[Begin DATA PROVIDED]

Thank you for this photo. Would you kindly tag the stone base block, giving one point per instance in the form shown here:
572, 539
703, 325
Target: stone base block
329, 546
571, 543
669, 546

[End DATA PROVIDED]

▸ WHAT TO WORK ON: Copy every line of the items above without changing anything.

▸ WRITTEN ANSWER:
Thank you for this photo. Would you kindly tag the stone base block, giving one point per instance in the form shown here:
572, 539
703, 325
Target: stone base block
329, 546
571, 543
669, 546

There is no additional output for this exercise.